■ Goal 1 ■
Return every line of the listing that contains the string "background".
■ Goal 2 ■
Continue the sermon on King Nebuchadnezzar's dream from its last sentence.

Have you ever had a disturbing dream, one that you had over and over again? I have. About once a year I dream that it’s Sunday morning, the church is full, I get up to speak and my mind is blank!  All that I studied for and prepared for is gone.  Or before the start of the service, I can’t find my bible or message outline.  I’ve talked to other pastors who have had a similar dream. One pastor dreamed that he’s at the church and ready to go, but he’s in his underwear.  Of course that dream has turned into a nightmare. Those who study dreams say that everyone dreams, and even though it may seem that our dreams last all night we only dream about an hour and a half out of every eight hours we sleep.

Most of the times our dreams are just jumbled nonsense like my no sermon deal, but there have been times when dreams have turned out to be very significant. In the Bible there are examples of world leaders having dreams, dreams that were much more than dreams. They were God’s way of communicating significant truth, and today we are going to look one of those dreams, and the events surrounding it. I’m referring to a dream that Daniel tells us about in the 2nd chapter of his book, a dream that King Nebuchadnezzar had 2600 years ago, a dream that has been coming true ever since. But, before we look at this amazing dream, let me remind you that this book that we are studying, Daniel, is made up of two things: narrative and prophecy. The first six chapters are mostly true stories from the life of Daniel, familiar stories like the one we studied last week. The last six chapters are prophecies given to Daniel by God.

This second chapter is special in that it gives us a little of both, narrative and prophecy.

The first verse gives us the setting. King Nebuchadnezzar of Babylon is in the 2nd year of his reign. Assyria, which had been Babylon’s chief enemy, had completely collapsed 5 years earlier.
This made Nebuchadnezzar the absolute dictator of an empire that reigned with unchallenged authority over most of the known world, and you may not know this but he was the first world leader to rule this much of the planet. He controlled from Greece, all the way around to Egypt, and eastward into India. He built a beautiful city, the ancient city of Babylon, the ruins of which are 40 miles from modern day Baghdad. Merril Unger gives us a picture to help us imagine its grandeur. He writes:

“[Ancient Babylon] included vast fortifications, famous streets like the Processional, canals, temples and palaces. The Ishtar Gate led through the double wall of fortifications, and was adorned with rows of bulls and dragons in colored enameled brick. Nebuchadnezzar’s throne room was likewise adorned with enameled bricks. Not far distant were the hanging gardens, which to the Greeks were one of the seven wonders of the world. How well to the words of Daniel 4:30 fit this ambitious builder/king: [Nebuchadnezzar says: ‘Is not this great Babylon, which I have built for the royal dwelling place by the might of my power and to the glory of my majesty?”

■ Extracted records ■
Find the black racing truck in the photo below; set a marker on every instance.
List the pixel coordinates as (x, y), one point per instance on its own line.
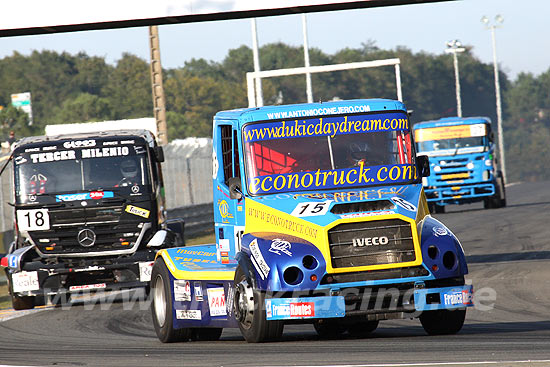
(89, 215)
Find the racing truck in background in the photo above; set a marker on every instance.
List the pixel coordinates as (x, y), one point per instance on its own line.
(87, 206)
(320, 218)
(463, 164)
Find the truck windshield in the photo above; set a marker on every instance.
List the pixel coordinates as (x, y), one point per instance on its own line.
(72, 170)
(451, 140)
(328, 152)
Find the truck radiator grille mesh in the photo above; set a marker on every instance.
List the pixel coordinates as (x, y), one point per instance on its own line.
(378, 242)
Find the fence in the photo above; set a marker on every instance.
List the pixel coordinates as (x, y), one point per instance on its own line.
(187, 172)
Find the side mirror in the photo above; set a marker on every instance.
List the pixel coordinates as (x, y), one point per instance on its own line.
(423, 165)
(159, 154)
(235, 191)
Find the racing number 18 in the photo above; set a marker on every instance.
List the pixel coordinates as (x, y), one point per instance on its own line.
(33, 220)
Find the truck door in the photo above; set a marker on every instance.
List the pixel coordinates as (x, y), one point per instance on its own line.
(228, 211)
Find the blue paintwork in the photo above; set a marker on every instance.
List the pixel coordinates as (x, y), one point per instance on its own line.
(268, 262)
(481, 182)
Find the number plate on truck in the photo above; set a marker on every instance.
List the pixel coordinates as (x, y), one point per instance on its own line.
(33, 220)
(25, 281)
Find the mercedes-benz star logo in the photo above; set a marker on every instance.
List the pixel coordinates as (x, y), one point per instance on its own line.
(86, 237)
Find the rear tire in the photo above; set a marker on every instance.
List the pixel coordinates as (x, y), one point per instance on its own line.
(22, 303)
(250, 312)
(442, 322)
(162, 306)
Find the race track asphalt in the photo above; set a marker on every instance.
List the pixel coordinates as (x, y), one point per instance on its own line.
(508, 251)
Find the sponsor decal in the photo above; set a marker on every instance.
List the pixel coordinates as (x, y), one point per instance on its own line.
(182, 290)
(197, 288)
(308, 209)
(258, 260)
(462, 297)
(404, 203)
(198, 253)
(25, 281)
(63, 155)
(105, 152)
(215, 165)
(79, 143)
(292, 309)
(94, 195)
(224, 210)
(216, 301)
(370, 241)
(440, 231)
(262, 218)
(87, 287)
(332, 179)
(279, 246)
(368, 214)
(188, 315)
(135, 210)
(326, 126)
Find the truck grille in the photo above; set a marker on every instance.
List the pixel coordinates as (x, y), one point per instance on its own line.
(109, 232)
(378, 242)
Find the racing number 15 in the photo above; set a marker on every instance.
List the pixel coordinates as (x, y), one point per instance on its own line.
(33, 220)
(311, 208)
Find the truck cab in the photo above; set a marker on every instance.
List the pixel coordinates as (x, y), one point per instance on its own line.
(463, 163)
(86, 207)
(320, 218)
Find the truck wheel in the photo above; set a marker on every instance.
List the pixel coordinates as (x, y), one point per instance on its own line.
(498, 200)
(162, 306)
(362, 329)
(22, 303)
(206, 334)
(442, 322)
(329, 328)
(249, 305)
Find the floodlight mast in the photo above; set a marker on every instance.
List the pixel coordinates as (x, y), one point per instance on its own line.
(498, 19)
(454, 47)
(252, 76)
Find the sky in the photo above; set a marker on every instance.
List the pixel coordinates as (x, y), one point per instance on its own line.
(523, 42)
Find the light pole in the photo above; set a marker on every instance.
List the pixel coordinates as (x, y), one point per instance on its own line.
(498, 20)
(453, 47)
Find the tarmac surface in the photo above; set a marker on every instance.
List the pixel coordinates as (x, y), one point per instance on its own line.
(508, 252)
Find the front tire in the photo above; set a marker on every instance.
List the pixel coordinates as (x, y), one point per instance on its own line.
(162, 306)
(249, 304)
(443, 322)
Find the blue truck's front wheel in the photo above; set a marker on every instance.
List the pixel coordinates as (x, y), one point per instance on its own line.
(250, 312)
(162, 306)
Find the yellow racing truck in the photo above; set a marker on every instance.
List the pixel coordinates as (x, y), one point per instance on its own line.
(320, 218)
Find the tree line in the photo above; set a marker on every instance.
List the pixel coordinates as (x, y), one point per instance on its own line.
(69, 88)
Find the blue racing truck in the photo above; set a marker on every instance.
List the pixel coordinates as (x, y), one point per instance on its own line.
(320, 218)
(463, 165)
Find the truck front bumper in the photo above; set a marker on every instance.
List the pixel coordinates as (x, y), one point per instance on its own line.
(37, 278)
(377, 305)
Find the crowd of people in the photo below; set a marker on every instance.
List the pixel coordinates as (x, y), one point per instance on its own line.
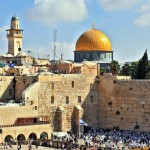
(105, 139)
(97, 139)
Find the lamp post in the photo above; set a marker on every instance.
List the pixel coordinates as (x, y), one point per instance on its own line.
(28, 56)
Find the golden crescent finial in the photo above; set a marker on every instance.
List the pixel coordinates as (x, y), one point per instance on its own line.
(92, 24)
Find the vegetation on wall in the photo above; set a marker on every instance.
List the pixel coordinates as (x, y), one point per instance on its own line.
(114, 67)
(137, 70)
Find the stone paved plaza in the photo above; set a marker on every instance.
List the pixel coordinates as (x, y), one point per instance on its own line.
(25, 147)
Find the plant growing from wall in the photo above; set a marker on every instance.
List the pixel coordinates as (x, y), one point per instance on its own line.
(143, 67)
(114, 67)
(117, 112)
(102, 71)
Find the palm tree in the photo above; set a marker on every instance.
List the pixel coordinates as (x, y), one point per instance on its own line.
(114, 67)
(126, 70)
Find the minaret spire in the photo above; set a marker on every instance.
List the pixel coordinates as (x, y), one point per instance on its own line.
(93, 25)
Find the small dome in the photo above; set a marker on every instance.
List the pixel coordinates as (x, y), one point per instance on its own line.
(93, 40)
(22, 54)
(14, 18)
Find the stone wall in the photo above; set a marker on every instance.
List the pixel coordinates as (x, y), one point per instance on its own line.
(9, 114)
(21, 84)
(6, 88)
(124, 104)
(76, 89)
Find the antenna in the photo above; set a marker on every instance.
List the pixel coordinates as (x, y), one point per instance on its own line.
(55, 37)
(93, 25)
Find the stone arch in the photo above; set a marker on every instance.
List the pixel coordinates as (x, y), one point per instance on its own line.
(44, 135)
(8, 138)
(32, 136)
(21, 137)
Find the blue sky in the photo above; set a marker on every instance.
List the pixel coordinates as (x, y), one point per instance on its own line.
(125, 22)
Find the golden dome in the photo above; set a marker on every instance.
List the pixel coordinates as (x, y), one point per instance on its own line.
(93, 40)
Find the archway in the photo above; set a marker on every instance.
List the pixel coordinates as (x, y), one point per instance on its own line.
(8, 138)
(32, 136)
(21, 137)
(43, 136)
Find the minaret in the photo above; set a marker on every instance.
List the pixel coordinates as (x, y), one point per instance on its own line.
(14, 36)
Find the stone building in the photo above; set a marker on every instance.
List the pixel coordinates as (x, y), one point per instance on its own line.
(34, 106)
(15, 56)
(94, 45)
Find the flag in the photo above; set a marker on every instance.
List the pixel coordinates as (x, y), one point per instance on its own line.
(82, 122)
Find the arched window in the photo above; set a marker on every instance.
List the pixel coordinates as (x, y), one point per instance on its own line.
(67, 99)
(73, 84)
(52, 99)
(52, 86)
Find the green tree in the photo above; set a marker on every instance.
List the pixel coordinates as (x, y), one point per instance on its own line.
(143, 67)
(134, 66)
(126, 70)
(114, 67)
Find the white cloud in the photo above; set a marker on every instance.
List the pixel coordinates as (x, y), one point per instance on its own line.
(112, 5)
(62, 47)
(143, 20)
(144, 17)
(145, 7)
(52, 11)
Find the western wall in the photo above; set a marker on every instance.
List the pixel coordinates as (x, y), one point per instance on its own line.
(59, 100)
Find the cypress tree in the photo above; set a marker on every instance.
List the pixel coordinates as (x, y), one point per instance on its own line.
(142, 68)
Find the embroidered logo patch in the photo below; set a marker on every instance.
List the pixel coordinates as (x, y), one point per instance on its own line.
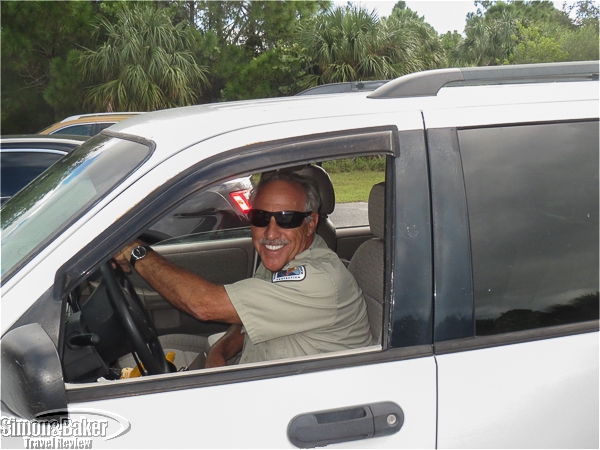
(291, 274)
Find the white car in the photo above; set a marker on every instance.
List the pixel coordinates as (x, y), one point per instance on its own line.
(479, 265)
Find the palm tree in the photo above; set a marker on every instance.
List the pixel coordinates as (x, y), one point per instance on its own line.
(145, 64)
(351, 44)
(489, 40)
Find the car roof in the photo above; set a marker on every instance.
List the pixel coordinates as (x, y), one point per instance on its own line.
(42, 138)
(174, 129)
(90, 118)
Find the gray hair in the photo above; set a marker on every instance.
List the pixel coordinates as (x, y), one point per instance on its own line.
(313, 198)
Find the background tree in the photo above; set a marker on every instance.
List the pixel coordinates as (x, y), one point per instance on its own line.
(275, 73)
(36, 40)
(351, 44)
(529, 32)
(429, 50)
(146, 63)
(239, 31)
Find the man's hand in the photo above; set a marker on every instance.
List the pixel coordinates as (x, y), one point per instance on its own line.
(123, 256)
(225, 348)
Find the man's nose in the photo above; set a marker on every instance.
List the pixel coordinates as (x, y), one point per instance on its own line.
(273, 229)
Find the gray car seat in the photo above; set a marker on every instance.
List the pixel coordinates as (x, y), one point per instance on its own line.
(367, 264)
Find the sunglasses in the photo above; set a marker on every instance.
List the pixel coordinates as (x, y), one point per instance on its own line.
(284, 219)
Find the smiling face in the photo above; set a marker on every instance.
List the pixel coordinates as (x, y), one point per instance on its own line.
(277, 246)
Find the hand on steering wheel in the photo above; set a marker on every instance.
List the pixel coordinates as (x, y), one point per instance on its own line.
(135, 319)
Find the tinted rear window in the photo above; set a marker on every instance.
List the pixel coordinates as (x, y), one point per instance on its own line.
(532, 195)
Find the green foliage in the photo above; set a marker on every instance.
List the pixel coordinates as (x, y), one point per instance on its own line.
(354, 186)
(581, 44)
(534, 47)
(520, 32)
(141, 55)
(146, 63)
(359, 164)
(277, 72)
(35, 37)
(351, 44)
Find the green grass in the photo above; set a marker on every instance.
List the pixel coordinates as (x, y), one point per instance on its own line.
(354, 186)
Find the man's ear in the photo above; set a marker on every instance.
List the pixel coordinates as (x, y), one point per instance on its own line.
(312, 224)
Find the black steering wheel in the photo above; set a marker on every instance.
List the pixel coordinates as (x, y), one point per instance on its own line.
(135, 319)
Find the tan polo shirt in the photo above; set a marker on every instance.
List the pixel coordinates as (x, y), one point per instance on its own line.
(313, 305)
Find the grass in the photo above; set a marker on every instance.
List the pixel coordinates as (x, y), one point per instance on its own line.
(354, 186)
(352, 178)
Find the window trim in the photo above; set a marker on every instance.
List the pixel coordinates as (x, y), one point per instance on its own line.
(269, 155)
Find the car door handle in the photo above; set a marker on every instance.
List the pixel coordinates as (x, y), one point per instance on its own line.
(321, 428)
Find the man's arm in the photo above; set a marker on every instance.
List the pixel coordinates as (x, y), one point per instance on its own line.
(225, 348)
(185, 290)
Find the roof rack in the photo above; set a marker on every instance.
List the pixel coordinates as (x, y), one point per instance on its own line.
(429, 83)
(116, 113)
(350, 86)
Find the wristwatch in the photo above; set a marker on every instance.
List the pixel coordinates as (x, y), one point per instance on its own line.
(138, 253)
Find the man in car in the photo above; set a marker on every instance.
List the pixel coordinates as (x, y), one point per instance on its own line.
(302, 299)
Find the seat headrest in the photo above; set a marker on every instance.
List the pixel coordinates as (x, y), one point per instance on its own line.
(321, 178)
(377, 209)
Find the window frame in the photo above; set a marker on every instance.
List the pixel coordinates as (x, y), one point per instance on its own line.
(453, 277)
(251, 159)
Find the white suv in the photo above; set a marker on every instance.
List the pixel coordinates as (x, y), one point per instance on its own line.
(484, 296)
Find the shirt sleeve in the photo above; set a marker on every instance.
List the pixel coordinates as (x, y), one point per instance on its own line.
(271, 310)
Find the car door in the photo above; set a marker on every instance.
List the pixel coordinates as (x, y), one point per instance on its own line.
(515, 208)
(389, 387)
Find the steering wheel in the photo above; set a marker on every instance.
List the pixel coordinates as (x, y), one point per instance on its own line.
(134, 318)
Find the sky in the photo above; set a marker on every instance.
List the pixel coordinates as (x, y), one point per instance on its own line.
(442, 15)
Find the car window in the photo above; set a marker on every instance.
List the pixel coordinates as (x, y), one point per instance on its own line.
(47, 206)
(205, 215)
(207, 232)
(532, 194)
(352, 191)
(78, 130)
(19, 168)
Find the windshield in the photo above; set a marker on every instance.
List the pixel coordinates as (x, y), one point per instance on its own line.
(62, 194)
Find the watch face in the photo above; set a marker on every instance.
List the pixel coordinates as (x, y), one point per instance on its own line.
(138, 252)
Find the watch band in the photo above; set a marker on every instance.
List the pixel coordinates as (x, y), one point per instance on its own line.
(138, 253)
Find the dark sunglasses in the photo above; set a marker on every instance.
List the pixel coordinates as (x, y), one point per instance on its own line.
(284, 219)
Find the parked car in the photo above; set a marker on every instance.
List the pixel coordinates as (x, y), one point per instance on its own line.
(24, 157)
(481, 279)
(87, 124)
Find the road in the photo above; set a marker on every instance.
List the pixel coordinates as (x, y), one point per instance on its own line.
(350, 215)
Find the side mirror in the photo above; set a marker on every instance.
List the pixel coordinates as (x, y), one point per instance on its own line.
(32, 378)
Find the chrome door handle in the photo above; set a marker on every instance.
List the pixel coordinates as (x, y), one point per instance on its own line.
(321, 428)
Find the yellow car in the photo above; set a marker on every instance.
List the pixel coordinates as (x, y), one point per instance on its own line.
(87, 124)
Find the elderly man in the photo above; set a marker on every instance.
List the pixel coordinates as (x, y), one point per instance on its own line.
(302, 299)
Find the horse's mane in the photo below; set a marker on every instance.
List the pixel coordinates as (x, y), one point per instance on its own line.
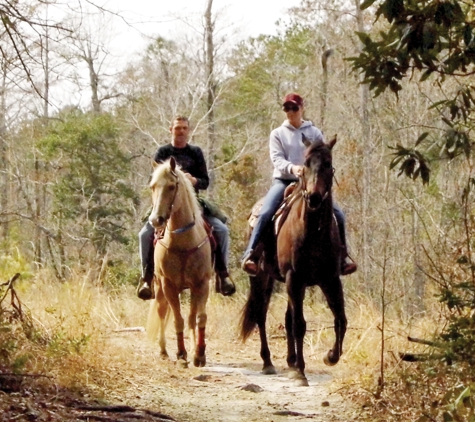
(163, 170)
(315, 147)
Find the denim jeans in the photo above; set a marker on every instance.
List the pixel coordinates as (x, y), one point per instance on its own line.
(220, 232)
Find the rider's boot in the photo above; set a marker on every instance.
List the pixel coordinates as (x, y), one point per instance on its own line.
(145, 287)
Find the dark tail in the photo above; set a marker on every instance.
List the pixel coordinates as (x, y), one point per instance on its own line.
(255, 310)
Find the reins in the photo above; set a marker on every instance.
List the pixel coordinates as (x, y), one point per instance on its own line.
(183, 253)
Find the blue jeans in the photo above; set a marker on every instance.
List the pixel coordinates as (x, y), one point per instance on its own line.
(146, 235)
(272, 201)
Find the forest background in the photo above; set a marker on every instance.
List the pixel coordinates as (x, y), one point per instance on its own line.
(73, 179)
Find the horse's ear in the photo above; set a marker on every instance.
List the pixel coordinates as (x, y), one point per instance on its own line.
(307, 142)
(172, 163)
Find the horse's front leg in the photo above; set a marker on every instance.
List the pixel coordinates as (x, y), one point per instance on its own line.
(264, 284)
(296, 327)
(333, 292)
(198, 318)
(163, 309)
(173, 297)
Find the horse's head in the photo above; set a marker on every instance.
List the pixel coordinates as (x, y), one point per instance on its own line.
(164, 185)
(317, 175)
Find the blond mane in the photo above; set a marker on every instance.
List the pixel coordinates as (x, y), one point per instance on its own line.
(163, 170)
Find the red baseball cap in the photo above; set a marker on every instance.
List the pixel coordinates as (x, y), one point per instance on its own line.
(294, 99)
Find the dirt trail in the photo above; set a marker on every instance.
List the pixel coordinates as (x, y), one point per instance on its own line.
(229, 389)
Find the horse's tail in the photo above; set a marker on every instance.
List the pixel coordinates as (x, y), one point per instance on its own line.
(255, 310)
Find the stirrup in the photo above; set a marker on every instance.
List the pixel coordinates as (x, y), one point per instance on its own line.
(249, 266)
(226, 285)
(348, 267)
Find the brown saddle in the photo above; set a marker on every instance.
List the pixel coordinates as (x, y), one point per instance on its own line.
(281, 213)
(209, 230)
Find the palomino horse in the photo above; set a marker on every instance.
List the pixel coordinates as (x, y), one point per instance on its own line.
(308, 253)
(182, 260)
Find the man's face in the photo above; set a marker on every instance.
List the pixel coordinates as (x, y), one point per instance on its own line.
(180, 132)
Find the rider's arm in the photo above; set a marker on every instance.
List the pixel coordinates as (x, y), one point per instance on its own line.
(200, 170)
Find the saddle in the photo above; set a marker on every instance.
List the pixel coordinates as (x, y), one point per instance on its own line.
(159, 234)
(281, 213)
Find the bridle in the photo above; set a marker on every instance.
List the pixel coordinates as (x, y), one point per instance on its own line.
(183, 253)
(170, 210)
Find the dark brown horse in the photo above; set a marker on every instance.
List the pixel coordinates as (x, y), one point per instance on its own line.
(308, 252)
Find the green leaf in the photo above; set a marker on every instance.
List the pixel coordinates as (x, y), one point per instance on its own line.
(422, 137)
(425, 75)
(366, 4)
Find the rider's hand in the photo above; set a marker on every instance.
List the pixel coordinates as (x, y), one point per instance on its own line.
(297, 170)
(191, 178)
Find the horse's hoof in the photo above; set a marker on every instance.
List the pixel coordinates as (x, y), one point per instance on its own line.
(199, 361)
(330, 360)
(269, 370)
(301, 382)
(293, 374)
(182, 363)
(299, 379)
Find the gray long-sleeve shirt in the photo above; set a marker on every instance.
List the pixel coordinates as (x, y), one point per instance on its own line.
(287, 149)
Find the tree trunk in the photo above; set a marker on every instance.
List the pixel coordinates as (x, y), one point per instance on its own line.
(211, 94)
(366, 151)
(4, 171)
(326, 54)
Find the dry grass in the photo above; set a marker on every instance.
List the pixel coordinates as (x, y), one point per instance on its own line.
(80, 348)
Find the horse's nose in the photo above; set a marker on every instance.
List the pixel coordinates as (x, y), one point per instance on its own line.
(157, 222)
(315, 200)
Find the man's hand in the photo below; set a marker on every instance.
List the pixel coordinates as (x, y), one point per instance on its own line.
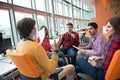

■ Task answer 1 ■
Find the racing truck in background in the photo above; set a marker on every instance.
Find the background tree in the photo above; set a marker on every instance.
Find the forest background in the photo above; set a marker on every instance.

■ Task answer 2 ■
All this goes to show that Nebuchadnezzar was one of the greatest world leaders of all time. By the way you may remember that before the first Gulf War Saddam Hussein declared himself to be the reincarnation of Nebuchadnezzar. Saddam vowed to rebuild the ancient city of Babylon and restore it to world power status, which explains why he got in a fight with bordering nations so often.

But back to Nebuchadnezzar. At this point in his reign he had it all: youth, strength, wealth, fame, and power unparalleled in this world. He had huge armies at his command and all this was eclipsed by the fact that he couldn’t get a good night’s sleep, the reason he couldn’t is because he kept having this recurring, troubling dream. As I inferred, this was much more than a dream, it was a message from God to Nebuchadnezzar and to you and me as well, a message we need to hear and understand. As we review it, and the story that surrounds it, we’ll stop from time to time, so that I can point out three main things we can learn from this 2600 year old dream that is still coming true.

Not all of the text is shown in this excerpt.